*** Opening Data supplied ***
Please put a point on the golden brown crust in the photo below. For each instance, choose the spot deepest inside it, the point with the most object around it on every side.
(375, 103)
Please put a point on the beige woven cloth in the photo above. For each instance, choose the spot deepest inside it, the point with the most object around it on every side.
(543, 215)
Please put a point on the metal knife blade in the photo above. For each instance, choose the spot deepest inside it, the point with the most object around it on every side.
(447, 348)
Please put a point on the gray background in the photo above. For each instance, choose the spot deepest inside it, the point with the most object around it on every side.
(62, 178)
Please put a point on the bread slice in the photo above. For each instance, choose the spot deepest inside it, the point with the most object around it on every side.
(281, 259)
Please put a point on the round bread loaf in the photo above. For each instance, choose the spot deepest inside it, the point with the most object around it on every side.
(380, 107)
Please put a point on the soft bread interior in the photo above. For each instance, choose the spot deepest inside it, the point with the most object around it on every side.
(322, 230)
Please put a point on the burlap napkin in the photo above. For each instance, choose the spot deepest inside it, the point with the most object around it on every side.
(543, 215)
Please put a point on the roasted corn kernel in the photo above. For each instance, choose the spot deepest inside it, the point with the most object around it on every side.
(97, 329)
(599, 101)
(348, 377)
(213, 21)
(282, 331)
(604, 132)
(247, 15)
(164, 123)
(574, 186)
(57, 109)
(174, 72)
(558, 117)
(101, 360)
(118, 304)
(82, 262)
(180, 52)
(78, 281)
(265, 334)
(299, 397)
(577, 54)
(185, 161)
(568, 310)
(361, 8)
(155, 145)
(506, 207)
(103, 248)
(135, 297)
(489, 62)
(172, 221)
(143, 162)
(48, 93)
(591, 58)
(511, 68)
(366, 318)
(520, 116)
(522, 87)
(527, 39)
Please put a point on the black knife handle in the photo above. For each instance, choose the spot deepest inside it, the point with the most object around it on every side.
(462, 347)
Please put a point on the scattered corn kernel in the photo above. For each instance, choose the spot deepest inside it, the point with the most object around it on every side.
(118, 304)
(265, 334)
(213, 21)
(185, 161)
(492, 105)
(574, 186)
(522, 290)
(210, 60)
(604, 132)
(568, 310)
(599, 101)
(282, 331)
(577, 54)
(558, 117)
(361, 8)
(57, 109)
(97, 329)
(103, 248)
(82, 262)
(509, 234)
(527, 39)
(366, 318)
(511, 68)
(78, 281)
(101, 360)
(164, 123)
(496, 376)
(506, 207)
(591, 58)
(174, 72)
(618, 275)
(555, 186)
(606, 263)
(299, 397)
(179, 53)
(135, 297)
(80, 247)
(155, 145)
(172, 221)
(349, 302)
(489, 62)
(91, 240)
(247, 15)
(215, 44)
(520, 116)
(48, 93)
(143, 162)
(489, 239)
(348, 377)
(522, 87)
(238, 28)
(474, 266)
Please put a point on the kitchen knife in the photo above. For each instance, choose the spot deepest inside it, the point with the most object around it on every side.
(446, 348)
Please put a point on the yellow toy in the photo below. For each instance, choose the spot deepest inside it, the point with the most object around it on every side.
*** Closing Data supplied ***
Exercise aim:
Copy every line of the data above exactly.

Answer to this problem:
Please put a point on the golden brown crust in the photo below. For each instance, choose the spot deepest inside it, the point with the most object around it on every side.
(375, 103)
Please put a point on the beige woven cloth in the photo above. For each instance, choose the spot deepest inside it, the point with the most object around it on every side.
(543, 215)
Please put a point on the metal knife blade in the photo above. For each instance, choose the spot deepest inside it, the point with the most object around it on every side.
(447, 348)
Please put a point on the gray background in the photo above. For each instance, choose the spot deepest inside it, the point with the most object around it on every side.
(62, 178)
Please put a point on the bread slice in the photo above. For each instance, choose the spot deepest inside it, the point with the most object around it on every side.
(281, 259)
Please put a point on the round bread loaf in the photo above. For each instance, choose the spot deepest inside it, the point with the most object around it on every side.
(380, 107)
Please put a point on the soft bread interior in the photo above. For each instance, choose the spot deepest inside it, the point with the most object around it on every side.
(322, 230)
Please put a point on the burlap napkin in the photo above. For each instance, choose the spot deepest inside it, the point with the most object around it on every side.
(543, 215)
Please put a point on the roasted corn kernel in the photo above. For each instance, choose the spot deepest inside it, the point with the most object around it on every side.
(97, 329)
(599, 101)
(348, 377)
(213, 21)
(282, 331)
(604, 132)
(247, 15)
(164, 123)
(574, 186)
(57, 109)
(174, 72)
(558, 117)
(101, 360)
(118, 304)
(82, 262)
(180, 52)
(78, 281)
(265, 334)
(299, 397)
(577, 54)
(185, 161)
(568, 310)
(361, 8)
(155, 145)
(506, 207)
(103, 248)
(135, 297)
(489, 62)
(172, 221)
(143, 162)
(48, 93)
(591, 58)
(511, 68)
(366, 318)
(520, 116)
(522, 87)
(527, 39)
Please put a point on the black knife handle in the photo above. For each instance, choose the spot deepest inside it, the point with the most object around it on every side.
(462, 347)
Please put a point on the scattered corn kernel in the photo above. For each instance, choose the spot deepest inside it, the point with the most object around it on every side.
(118, 304)
(265, 334)
(213, 21)
(185, 161)
(492, 105)
(574, 186)
(522, 290)
(210, 60)
(604, 132)
(568, 310)
(599, 101)
(282, 331)
(577, 54)
(558, 117)
(361, 8)
(57, 109)
(97, 329)
(103, 248)
(82, 262)
(509, 234)
(527, 39)
(366, 318)
(511, 68)
(78, 281)
(101, 360)
(164, 123)
(496, 376)
(506, 207)
(591, 58)
(174, 72)
(618, 275)
(555, 186)
(606, 263)
(299, 397)
(179, 53)
(135, 297)
(80, 247)
(155, 145)
(172, 221)
(349, 302)
(489, 62)
(91, 240)
(247, 15)
(215, 44)
(520, 116)
(48, 93)
(143, 162)
(489, 239)
(348, 377)
(522, 87)
(238, 28)
(474, 266)
Please put a point on the kitchen knife in the photo above. For each instance, choose the spot deepest inside it, the point with the most object around it on every side.
(446, 348)
Please put a point on the yellow toy in the photo below. For each instance, choose the spot deepest inside it, the point with the most object around it on every side.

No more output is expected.